Dokumen Sumber:
Aku menemukan ketentraman setiap mengenang puisi-puisi yang kutulis untukmu. Meski di satu sisi aku membencinya.
Aku membenci ketakberdayaan yang
menderaku seolah aku memang dicipta untuk menjadi laki-laki tak berdaya
yang tak bisa apa-apa. Aku benci kepengecutan yang entah sejak kapan
kujadikan teman. Aku benci menyadari bahwa aku pernah begitu rapuh.
Aku benci diriku yang tak pernah berani berkata jujur lalu mengambil tanggung jawab atas perkataan jujur itu.
Tapi bukankah setiap yang terjadi di muka
bumi ini ada di atas rancangan dan kepastian-Nya? Maka sebesar apa pun
kebencianku, aku akan tetap mensyukurinya. Hanya itu satu-satunya cara
untuk bisa tetap tersenyum, sambil terus melangkah menjalani hidup
dengan mata yang menyala.
Bahwa kita pernah tak saling bicara.

Perintah Soal 1:
Jawab pertanyaan berikut berdasarkan teks renungan tentang puisi:
(a) Apa yang memberi "aku" ketentraman setiap kali dikenang?
(b) Apa yang entah sejak kapan dijadikan teman oleh "aku"?
(c) Dengan mata seperti apa "aku" ingin terus melangkah menjalani hidup?
Perintah Soal 2: Salin dengan tepat isi teks renungan tentang puisi, semuanya mulai dari "Aku membenci ketakberdayaan" terus ke bawah sampai "perkataan jujur itu.".
Perintah Soal 3: Teruskan teks renungan tentang puisi itu dengan menulis bagian berikutnya, dimulai setelah kalimat terakhirnya.
Data sesudah ini tidak ada hubungannya dengan teks renungan tentang puisi.

Data Mentah:
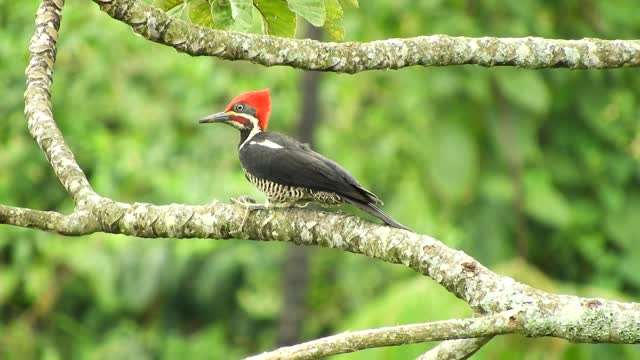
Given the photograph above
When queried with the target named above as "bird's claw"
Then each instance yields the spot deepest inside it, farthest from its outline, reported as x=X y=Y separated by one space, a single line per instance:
x=247 y=202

Jawaban Latihan 1:
(a) Puisi-puisi yang ditulisnya untuk "mu".
(b) Kepengecutan.
(c) Dengan mata yang menyala.

Jawaban Latihan 2:
Aku membenci ketakberdayaan yang
menderaku seolah aku memang dicipta untuk menjadi laki-laki tak berdaya
yang tak bisa apa-apa. Aku benci kepengecutan yang entah sejak kapan
kujadikan teman. Aku benci menyadari bahwa aku pernah begitu rapuh.
Aku benci diriku yang tak pernah berani berkata jujur lalu mengambil tanggung jawab atas perkataan jujur itu.

Jawaban Latihan 3:
Bahwa aku pernah begitu khawatir menyalahartikan rasa. Bahwa aku pernah
mengabadikan ketakberdayaan itu dalam sebuah surat dan kini bisa tersenyum saat membacanya:
Kali ini, biarkan aku bicara langsung
pada jiwamu: tanpa sekat, tanpa tedeng, tanpa border. Untuk menanyakan
apa-apa yang khawatir telah kusalahartikan. Tentang siapa merindukan
siapa. Tentang siapa mengharapkan apa. Adakah kata ‘saling’ terkandung?
Atau adakah hukum aksi reaksi berlaku secara positif di sana?
Kau pernah mendengar cerita tentang
orang-orang yang dibuali perasaannya sendiri? Ada buncahan suka di sana,
yang nanti—secara teratur atau tiba-tiba—akan disadari, bahwa itu semua
telah menenggelamkan jiwa mereka dalam kesemuan. Merasakan apa-apa yang
sebenarnya tak pernah ada. Atau ada, tapi tak sebesar itu. Lalu, atas
nama rasa malu pada dirinya sendiri, perasaan yang tidak pernah tahu
apa-apa itu dibunuh. Mati lalu dikubur. Tapi tahukah kamu, bahkan semua
reaksi sederhana itu tak semudah saat dituliskan?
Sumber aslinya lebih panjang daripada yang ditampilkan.